Ahora, con esta descarga visual en el centro de todo, los planteamientos morales del filme quedan en entredicho. Se supone que está hablando de los males del país (narcotráfico, corrupción y muerte), pero la historia y sus personajes no muestran atisbo de dimensión moral alguna. Se diría que son sólo monigotes en función de un relato y con un elemental móvil, el dinero fácil, y que no hay reflexión alguna de sus actos. Sin embargo, si se vuelve a aplicar la misma lógica propuesta por este texto, la del discurso posmoderno (y un relato de cine es un discurso, no es la realidad), se puede ver que éste habla del fin de la utopía y de la muerte del sujeto. Así mismo, ese formalismo, traducido en una visualidad avasallante, es consecuencia de la separación entre ética y estética, de manera que esta concepción del arte aparece como vacía de contenido moral. Si alguna vez la filosofía unificó la ética y la estética, si Godard afirmó que un travelling es cuestión de moral, ahora parece completamente lógico pensar todo lo contrario, y esta película es un buen ejemplo de ello.

********

▸ Tarea a realizar:
Responde estas preguntas según el texto sobre la película:
1. ¿Qué males del país se supone que trata el filme?
2. ¿Cuál es el móvil elemental de los personajes?
3. ¿Qué afirmó Godard sobre el travelling?
El listado no interviene en este ejercicio.

(Registros guardados)
********

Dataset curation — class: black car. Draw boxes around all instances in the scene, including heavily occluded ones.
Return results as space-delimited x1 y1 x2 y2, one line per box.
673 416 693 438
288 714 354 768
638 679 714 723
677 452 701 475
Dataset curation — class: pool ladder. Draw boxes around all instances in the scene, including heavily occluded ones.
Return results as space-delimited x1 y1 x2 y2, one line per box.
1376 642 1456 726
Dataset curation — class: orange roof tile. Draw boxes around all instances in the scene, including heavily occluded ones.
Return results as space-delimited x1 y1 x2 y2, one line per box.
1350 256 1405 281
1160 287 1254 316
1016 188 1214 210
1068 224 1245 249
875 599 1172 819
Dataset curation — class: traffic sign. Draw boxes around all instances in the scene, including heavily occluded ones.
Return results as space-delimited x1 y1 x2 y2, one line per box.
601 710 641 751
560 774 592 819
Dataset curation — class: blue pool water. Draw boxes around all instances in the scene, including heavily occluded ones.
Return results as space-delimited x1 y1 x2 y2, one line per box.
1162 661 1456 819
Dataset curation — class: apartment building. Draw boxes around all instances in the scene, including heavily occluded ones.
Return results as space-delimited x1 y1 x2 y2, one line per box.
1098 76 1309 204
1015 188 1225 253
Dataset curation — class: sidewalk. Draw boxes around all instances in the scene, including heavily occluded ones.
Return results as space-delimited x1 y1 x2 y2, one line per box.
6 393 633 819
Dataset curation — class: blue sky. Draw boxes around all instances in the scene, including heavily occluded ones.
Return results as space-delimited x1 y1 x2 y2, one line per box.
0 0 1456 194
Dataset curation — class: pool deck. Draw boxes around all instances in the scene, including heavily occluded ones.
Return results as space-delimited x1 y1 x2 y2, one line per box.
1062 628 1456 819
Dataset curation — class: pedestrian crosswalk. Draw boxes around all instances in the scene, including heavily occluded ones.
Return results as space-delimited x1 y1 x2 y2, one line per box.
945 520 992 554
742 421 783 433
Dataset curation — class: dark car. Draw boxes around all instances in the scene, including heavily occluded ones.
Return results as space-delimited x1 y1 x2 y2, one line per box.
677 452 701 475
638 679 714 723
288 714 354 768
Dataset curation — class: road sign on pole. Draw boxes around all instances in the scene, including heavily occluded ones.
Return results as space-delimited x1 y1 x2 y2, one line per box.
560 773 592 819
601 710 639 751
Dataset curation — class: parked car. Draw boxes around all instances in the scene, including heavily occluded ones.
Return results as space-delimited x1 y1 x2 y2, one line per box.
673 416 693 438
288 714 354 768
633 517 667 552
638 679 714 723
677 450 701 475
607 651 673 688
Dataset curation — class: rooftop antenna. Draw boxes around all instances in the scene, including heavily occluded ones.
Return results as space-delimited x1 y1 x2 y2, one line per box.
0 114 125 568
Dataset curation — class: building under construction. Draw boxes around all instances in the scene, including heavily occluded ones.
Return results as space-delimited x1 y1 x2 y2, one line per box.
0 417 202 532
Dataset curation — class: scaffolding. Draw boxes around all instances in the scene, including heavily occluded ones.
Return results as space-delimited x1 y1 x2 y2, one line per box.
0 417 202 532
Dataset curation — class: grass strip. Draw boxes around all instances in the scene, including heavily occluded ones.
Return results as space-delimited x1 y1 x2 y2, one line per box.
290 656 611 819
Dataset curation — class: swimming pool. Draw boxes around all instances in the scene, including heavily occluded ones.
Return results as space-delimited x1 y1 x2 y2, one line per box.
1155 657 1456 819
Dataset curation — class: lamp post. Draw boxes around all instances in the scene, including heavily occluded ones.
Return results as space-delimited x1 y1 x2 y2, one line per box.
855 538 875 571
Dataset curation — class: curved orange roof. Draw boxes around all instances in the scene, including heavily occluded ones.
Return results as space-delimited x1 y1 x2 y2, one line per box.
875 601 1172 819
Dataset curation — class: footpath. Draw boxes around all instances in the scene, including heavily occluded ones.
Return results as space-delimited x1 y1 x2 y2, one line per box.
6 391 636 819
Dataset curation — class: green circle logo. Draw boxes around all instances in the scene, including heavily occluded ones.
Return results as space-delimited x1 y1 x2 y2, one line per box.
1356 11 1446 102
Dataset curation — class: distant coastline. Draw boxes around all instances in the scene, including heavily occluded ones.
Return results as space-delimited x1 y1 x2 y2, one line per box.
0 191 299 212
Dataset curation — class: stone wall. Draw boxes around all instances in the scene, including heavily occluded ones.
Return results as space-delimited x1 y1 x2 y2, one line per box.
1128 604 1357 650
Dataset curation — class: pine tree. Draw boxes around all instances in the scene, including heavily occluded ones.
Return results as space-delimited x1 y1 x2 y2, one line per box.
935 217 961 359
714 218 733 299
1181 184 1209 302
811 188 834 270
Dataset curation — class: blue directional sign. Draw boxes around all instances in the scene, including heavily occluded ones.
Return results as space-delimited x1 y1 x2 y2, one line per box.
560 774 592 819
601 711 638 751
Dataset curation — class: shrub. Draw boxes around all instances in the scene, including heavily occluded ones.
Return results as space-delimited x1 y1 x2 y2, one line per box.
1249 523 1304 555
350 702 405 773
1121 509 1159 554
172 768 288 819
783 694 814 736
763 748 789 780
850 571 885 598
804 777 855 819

********

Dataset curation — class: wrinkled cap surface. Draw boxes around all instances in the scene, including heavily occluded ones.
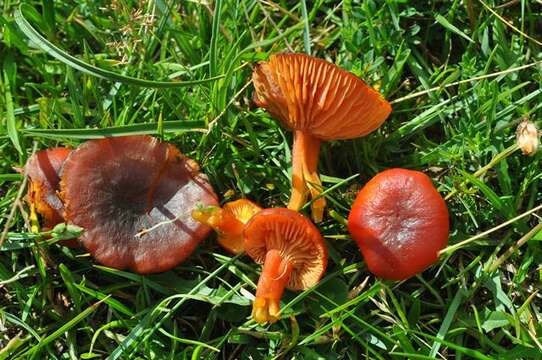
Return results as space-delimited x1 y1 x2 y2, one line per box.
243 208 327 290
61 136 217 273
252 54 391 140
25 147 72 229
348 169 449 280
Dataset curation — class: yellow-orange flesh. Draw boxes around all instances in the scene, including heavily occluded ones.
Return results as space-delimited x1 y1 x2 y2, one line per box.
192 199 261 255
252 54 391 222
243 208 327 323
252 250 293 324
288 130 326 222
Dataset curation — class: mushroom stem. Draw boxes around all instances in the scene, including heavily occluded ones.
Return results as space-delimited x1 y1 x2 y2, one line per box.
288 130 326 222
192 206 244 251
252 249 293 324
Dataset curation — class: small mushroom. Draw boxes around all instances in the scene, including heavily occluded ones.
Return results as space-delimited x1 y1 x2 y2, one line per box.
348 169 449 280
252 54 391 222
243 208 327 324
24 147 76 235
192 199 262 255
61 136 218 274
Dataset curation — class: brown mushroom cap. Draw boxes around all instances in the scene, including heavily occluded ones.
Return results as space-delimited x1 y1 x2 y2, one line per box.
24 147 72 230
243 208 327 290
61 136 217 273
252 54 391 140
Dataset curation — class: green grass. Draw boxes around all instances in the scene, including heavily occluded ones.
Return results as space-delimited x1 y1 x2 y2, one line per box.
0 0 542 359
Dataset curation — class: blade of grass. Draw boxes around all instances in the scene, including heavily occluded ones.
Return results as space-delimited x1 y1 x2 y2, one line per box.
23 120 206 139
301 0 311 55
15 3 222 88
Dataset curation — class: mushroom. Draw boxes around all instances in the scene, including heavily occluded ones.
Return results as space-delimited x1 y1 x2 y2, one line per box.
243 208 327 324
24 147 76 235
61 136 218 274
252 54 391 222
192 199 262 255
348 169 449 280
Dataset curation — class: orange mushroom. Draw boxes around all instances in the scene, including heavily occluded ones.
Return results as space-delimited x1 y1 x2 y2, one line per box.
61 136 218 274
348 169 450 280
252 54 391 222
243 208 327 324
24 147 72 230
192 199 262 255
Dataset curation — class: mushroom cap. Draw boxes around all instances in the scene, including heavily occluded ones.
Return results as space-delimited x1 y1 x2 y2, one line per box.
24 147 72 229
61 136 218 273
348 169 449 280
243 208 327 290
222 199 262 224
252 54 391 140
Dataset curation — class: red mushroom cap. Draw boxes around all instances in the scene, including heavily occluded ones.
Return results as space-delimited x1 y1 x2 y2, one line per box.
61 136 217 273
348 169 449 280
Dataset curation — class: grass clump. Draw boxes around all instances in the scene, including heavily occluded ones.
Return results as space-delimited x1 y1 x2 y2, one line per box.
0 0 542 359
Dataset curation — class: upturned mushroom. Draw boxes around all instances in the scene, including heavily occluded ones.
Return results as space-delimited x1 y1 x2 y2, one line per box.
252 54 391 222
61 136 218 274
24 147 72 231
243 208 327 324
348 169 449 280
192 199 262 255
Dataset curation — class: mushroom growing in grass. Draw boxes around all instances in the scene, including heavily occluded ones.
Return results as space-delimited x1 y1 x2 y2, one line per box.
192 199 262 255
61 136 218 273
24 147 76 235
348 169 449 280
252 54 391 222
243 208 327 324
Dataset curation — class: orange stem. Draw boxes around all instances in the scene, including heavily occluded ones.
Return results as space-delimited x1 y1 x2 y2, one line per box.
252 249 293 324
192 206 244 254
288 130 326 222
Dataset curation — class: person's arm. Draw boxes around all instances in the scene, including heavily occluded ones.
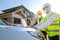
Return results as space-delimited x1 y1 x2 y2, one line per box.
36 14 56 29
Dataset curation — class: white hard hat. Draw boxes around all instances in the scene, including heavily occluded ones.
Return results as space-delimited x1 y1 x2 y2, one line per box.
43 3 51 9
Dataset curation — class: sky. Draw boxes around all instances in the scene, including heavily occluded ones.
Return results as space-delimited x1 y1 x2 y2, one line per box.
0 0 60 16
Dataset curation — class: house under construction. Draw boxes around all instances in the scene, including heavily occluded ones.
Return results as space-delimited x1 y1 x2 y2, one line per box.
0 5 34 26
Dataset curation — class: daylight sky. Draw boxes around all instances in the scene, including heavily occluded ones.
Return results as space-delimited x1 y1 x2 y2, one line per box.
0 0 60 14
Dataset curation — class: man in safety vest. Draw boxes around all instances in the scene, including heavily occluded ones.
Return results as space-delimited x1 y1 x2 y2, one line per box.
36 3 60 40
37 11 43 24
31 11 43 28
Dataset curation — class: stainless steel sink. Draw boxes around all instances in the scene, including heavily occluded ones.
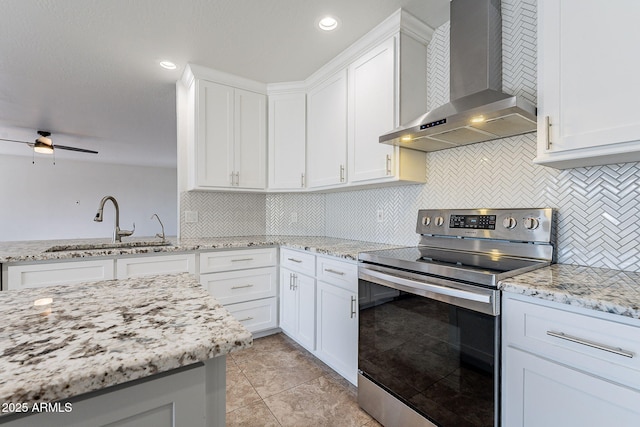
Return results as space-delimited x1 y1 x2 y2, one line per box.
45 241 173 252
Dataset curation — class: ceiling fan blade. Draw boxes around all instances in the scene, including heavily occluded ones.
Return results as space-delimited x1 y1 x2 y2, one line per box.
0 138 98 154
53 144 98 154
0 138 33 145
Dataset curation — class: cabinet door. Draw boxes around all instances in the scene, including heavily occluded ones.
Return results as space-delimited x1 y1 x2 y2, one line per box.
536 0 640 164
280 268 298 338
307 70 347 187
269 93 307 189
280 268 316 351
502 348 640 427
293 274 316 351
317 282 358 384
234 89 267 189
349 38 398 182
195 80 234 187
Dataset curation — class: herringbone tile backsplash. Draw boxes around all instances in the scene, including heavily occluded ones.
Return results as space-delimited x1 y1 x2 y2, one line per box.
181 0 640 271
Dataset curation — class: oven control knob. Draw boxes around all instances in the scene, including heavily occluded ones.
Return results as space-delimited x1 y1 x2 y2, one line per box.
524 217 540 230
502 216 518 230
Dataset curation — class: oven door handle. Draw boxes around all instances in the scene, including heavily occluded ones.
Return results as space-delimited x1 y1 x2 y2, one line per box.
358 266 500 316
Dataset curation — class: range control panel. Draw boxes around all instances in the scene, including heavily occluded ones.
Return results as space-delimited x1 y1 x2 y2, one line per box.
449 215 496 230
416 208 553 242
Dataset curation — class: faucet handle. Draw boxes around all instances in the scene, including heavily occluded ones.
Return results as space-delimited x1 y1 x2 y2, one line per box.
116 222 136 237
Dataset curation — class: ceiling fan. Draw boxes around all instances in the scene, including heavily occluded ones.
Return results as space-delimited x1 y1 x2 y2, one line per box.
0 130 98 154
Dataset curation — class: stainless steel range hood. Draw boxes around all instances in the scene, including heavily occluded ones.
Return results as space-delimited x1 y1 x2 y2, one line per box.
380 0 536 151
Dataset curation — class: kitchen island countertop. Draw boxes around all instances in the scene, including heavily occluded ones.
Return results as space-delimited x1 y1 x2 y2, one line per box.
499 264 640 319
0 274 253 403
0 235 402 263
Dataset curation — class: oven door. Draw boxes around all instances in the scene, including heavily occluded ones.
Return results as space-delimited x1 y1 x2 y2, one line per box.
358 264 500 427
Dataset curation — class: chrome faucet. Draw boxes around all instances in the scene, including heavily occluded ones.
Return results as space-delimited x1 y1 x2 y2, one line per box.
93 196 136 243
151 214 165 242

********

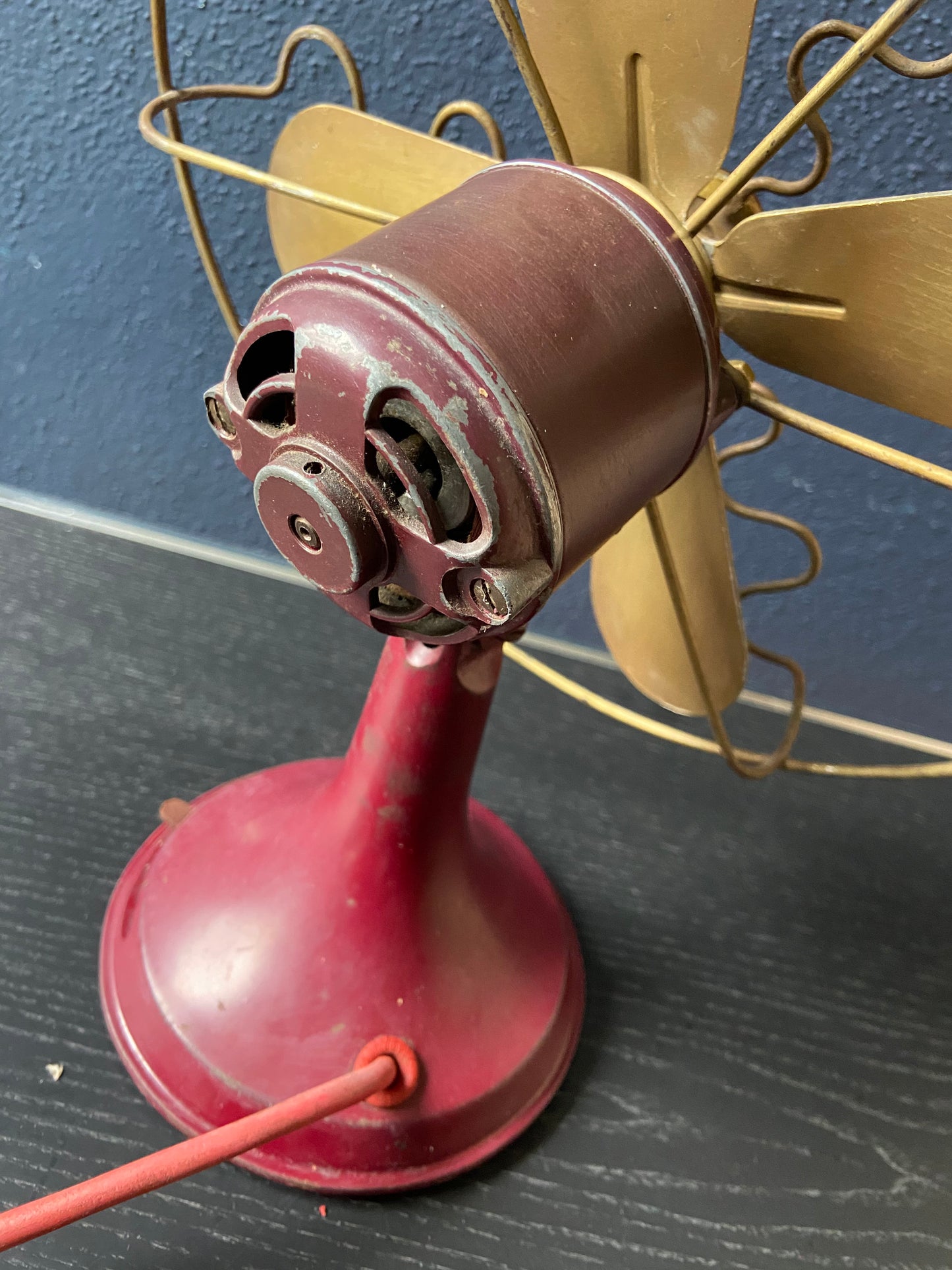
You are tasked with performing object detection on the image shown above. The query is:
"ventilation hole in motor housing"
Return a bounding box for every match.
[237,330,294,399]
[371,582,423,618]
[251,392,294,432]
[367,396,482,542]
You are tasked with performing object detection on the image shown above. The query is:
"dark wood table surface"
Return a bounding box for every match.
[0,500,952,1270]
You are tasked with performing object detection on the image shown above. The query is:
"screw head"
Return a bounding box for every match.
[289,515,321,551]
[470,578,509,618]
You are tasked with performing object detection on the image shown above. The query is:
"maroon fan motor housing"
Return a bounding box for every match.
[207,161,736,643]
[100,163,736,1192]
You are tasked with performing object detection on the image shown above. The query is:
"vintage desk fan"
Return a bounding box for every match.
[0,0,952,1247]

********

▸ Respuesta del ejercicio:
1. El narcotráfico, la corrupción y la muerte.
2. El dinero fácil.
3. Que un travelling es cuestión de moral.